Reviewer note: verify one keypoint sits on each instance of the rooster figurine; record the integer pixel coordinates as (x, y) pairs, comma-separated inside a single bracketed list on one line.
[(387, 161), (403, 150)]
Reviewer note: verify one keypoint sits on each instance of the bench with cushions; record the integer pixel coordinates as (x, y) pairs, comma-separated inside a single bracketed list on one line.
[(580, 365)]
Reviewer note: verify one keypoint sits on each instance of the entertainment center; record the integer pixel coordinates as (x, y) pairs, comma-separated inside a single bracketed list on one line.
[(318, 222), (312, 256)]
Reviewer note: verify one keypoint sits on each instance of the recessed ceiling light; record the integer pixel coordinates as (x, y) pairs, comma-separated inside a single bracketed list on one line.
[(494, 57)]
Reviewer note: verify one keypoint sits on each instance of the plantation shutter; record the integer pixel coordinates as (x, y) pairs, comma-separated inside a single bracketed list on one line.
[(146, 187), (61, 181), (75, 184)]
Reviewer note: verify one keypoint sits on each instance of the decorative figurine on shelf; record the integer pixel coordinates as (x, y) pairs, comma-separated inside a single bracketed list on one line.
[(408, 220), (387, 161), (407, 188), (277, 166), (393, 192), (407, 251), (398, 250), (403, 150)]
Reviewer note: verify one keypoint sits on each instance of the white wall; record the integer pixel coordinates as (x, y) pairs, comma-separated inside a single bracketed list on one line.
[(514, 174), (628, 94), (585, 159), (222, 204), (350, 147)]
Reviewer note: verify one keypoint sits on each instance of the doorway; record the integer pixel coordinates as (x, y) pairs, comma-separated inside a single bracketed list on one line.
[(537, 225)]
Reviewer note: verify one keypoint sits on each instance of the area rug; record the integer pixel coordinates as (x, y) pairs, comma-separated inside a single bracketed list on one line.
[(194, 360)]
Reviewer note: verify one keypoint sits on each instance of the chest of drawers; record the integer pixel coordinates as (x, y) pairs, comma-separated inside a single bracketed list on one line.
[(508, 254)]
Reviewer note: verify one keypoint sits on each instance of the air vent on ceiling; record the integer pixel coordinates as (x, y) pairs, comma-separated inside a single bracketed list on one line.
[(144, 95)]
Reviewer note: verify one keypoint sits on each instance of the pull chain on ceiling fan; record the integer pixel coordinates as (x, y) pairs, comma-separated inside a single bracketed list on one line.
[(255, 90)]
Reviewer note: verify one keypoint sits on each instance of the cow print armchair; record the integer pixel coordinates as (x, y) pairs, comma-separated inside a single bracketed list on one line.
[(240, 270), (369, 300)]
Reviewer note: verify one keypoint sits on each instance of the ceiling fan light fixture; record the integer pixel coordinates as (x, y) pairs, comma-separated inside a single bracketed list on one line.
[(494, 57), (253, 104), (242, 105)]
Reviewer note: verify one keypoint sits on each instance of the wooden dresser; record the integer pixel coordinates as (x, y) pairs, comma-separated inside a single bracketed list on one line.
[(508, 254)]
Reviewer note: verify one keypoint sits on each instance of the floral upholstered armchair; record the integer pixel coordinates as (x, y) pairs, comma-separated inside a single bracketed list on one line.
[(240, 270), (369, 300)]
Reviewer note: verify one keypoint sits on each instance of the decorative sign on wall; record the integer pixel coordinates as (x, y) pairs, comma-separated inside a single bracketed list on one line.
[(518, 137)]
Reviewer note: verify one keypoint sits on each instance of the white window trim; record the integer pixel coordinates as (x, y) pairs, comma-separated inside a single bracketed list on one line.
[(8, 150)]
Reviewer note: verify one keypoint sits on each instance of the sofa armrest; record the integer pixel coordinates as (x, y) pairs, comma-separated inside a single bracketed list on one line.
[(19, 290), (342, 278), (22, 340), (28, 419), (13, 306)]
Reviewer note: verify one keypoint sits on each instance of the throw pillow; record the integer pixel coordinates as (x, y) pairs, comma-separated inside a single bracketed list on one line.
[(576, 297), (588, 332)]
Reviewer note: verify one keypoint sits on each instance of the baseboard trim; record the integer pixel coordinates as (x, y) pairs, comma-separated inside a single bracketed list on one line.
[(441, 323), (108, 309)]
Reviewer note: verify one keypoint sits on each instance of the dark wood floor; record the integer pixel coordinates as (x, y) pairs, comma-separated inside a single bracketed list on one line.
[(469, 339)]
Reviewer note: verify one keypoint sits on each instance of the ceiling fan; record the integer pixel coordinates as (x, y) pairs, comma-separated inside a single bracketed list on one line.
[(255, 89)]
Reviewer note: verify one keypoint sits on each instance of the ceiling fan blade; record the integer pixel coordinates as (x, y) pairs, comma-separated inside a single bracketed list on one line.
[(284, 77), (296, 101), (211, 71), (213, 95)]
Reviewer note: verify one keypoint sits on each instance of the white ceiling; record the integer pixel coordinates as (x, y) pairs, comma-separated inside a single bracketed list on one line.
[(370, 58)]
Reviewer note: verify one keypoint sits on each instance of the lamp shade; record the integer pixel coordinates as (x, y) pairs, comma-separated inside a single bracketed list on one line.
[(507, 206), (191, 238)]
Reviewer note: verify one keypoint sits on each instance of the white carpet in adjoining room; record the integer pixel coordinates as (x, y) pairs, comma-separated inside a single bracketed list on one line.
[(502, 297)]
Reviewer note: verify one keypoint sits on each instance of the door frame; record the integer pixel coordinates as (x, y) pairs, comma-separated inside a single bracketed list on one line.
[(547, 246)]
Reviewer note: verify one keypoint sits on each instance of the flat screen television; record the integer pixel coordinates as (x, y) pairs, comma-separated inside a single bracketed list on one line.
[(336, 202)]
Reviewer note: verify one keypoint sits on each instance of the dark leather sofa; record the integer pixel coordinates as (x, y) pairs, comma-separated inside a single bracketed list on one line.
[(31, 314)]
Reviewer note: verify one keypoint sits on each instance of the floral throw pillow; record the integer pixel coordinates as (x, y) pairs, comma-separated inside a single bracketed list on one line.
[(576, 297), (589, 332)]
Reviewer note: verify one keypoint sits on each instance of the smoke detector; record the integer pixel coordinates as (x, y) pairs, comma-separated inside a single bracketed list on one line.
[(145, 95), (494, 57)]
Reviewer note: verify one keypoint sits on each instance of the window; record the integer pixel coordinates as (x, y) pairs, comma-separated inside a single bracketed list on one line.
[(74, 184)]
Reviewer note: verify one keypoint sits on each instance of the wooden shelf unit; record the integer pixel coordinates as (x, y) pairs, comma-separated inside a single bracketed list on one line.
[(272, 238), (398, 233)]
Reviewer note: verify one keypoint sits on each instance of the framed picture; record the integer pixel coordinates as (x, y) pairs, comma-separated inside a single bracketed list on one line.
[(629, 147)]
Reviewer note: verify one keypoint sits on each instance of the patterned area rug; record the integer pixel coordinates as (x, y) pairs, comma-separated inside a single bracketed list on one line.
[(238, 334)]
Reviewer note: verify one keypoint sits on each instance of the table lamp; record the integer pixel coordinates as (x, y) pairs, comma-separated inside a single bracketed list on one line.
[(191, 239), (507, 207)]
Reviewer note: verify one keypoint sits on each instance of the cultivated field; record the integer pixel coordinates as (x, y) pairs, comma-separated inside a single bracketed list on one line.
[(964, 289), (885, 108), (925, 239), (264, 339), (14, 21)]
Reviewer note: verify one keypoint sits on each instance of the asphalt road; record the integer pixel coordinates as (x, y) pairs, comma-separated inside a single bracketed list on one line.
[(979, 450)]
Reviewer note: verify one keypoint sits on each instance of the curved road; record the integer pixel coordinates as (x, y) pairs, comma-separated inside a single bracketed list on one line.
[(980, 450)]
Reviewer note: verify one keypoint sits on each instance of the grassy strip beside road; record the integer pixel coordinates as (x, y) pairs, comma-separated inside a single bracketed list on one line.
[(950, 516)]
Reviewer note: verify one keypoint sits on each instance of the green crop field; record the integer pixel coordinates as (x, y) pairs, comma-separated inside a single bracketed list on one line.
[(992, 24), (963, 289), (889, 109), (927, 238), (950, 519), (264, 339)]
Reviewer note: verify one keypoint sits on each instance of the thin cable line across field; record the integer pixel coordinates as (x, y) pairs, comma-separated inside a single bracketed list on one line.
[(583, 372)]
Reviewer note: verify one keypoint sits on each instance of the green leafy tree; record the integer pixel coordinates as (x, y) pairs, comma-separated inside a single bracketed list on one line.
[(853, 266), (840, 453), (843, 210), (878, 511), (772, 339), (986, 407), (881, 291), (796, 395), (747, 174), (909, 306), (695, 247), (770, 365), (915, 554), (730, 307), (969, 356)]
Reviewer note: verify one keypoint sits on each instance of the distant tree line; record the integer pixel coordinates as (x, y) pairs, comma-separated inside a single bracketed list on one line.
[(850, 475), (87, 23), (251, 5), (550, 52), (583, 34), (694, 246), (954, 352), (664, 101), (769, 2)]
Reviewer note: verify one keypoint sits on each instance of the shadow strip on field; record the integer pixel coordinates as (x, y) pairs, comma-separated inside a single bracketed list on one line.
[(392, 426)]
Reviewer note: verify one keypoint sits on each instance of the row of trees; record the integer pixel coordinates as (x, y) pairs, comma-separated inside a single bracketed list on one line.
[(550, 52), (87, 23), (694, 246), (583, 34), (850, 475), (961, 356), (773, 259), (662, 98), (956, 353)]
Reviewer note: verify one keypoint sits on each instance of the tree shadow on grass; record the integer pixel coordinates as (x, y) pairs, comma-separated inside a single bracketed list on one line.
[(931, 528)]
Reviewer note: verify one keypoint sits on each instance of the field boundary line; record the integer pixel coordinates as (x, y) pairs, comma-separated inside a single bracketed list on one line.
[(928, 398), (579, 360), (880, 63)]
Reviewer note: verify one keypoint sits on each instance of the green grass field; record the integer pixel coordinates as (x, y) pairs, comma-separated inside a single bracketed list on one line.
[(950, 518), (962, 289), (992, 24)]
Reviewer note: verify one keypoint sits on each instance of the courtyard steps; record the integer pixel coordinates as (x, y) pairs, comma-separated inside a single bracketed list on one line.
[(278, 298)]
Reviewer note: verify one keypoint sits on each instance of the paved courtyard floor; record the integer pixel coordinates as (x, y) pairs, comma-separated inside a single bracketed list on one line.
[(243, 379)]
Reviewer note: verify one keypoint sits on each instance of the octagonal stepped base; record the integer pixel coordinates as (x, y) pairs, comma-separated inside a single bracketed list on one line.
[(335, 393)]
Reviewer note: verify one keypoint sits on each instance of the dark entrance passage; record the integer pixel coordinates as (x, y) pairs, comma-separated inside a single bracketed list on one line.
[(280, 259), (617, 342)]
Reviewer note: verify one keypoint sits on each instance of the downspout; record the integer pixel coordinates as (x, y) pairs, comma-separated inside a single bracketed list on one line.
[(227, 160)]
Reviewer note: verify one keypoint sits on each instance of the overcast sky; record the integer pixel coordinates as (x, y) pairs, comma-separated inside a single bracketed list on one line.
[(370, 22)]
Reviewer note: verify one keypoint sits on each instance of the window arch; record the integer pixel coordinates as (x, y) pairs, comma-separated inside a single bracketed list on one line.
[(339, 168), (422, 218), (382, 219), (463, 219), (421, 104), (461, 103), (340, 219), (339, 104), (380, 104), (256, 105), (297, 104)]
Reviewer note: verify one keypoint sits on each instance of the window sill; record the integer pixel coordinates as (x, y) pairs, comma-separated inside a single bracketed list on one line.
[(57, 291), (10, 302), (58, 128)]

• **Task prompt**
In the listing above, the line containing "the window sill;" and all lines after it are to be restated word for word.

• **Exercise result**
Reviewer note: verify one keypoint sits on each instance of the window sill; record the integer pixel coordinates as (x, y) pairs, comma-separated inside a single bracketed list on one line.
[(57, 291), (10, 302), (58, 128)]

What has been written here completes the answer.